**Work request 1**
From the methods passage, list every component of the NKPD buffer with its concentration.
**Work request 2**
Duplicate the methods passage word for word from "For the analysis" to "a coded manner.".

**Passage shown**
__________________________________________________
Biochemical analyses
Brain cortices were homogenized and extracted in DEA buffer (0.2% diethylamine (DEA) and 50 mm NaCl), then centrifuged for 1 h at 100 000g at 4°C. The extracts were assayed for endogenous murine Aβ40 level by a sensitive sandwich ELISA kit following the manufacturer’s instructions (Invitrogen, Novex-life Technologies). Analyses were always performed in duplicate and in a coded fashion.
For the analysis of Hcy levels in the brain, tissue aliquots were frozen in liquid nitrogen and reduced into a fine powder using mortar and pestle. The powder was re-suspended in 100 μl of NKPD buffer (2.68 mm KCl, 1.47 mm KH2PO4, 51.10 mm Na2HPO4, 7.43 mm NaH2PO4, 62 mm NaCl, 1 mm EDTA and 1 mm dithiothreitol) and sonicated at 40 W and 70% duty cycle for about 2 min, then clarified by centrifugation at 10 000g for 15 min. Measurements were performed by HPLC analysis using Waters AccQ.Fluor derivitizing reagents (Waters Corp., MA), as previously described (34,35). The final concentration of Hcy in the samples was always normalized per mg protein. Analyses were always performed in triplicate and in a coded manner.
Western blot analyses
Brain cortex extracts were used for western blot analyses as previously described (32,33). Briefly, samples were electrophoresed on 10% Bis–Tris gels or 3–8% Tris–acetate gel (Bio-Rad, Richmond, CA), transferred onto nitrocellulose membranes (Bio-Rad), and then incubated overnight with the appropriate primary antibodies as indicated in Table 1. After three washings with T-TBS (pH7.4), membranes were incubated with IRDye 800CW-labeled secondary antibodies (LI-COR Bioscience, Lincoln, NE) at RT for 1 h. Signals were developed with Odyssey Infrared Imaging Systems (LI-COR Bioscience). β-Actin was always used as internal loading control.
Table 1.
__________________________________________________
**Entries provided**
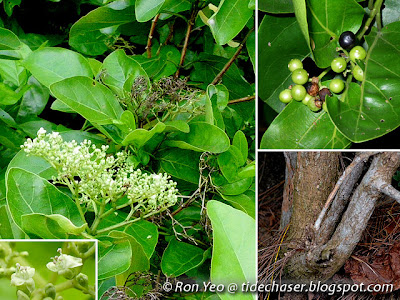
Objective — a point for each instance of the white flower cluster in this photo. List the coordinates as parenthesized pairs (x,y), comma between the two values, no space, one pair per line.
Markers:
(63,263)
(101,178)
__________________________________________________
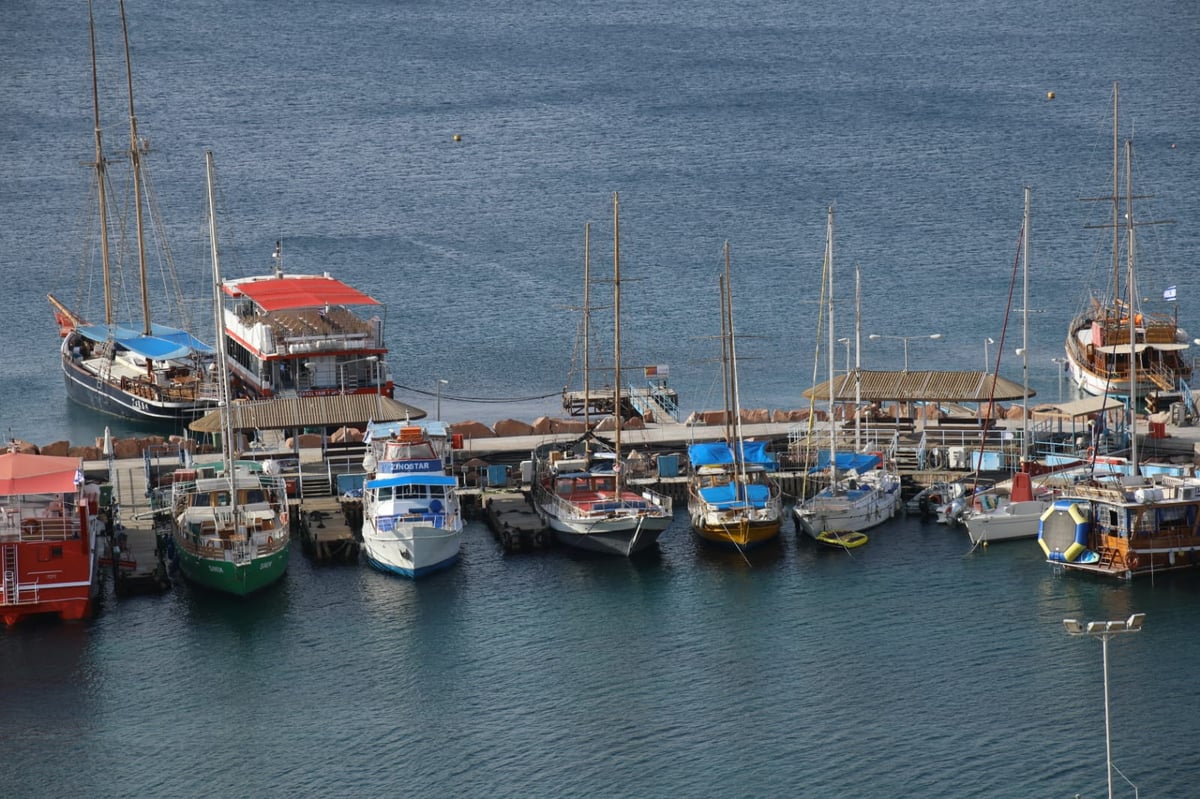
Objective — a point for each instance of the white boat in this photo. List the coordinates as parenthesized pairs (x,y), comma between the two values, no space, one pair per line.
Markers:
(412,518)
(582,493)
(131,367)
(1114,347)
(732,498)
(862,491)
__________________________________________________
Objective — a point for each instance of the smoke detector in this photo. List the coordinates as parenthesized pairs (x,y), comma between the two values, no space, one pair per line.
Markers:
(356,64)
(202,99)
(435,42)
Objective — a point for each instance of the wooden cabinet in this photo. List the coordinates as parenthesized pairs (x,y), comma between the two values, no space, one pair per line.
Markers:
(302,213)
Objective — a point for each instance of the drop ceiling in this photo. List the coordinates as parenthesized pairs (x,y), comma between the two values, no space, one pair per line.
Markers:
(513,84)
__________________________________________________
**Your solution 1**
- KCl, 2.68 mm
- KH2PO4, 1.47 mm
- Na2HPO4, 51.10 mm
- NaH2PO4, 7.43 mm
- NaCl, 62 mm
- EDTA, 1 mm
- dithiothreitol, 1 mm

**Your solution 2**
For the analysis of Hcy levels in the brain, tissue aliquots were frozen in liquid nitrogen and reduced into a fine powder using mortar and pestle. The powder was re-suspended in 100 μl of NKPD buffer (2.68 mm KCl, 1.47 mm KH2PO4, 51.10 mm Na2HPO4, 7.43 mm NaH2PO4, 62 mm NaCl, 1 mm EDTA and 1 mm dithiothreitol) and sonicated at 40 W and 70% duty cycle for about 2 min, then clarified by centrifugation at 10 000g for 15 min. Measurements were performed by HPLC analysis using Waters AccQ.Fluor derivitizing reagents (Waters Corp., MA), as previously described (34,35). The final concentration of Hcy in the samples was always normalized per mg protein. Analyses were always performed in triplicate and in a coded manner.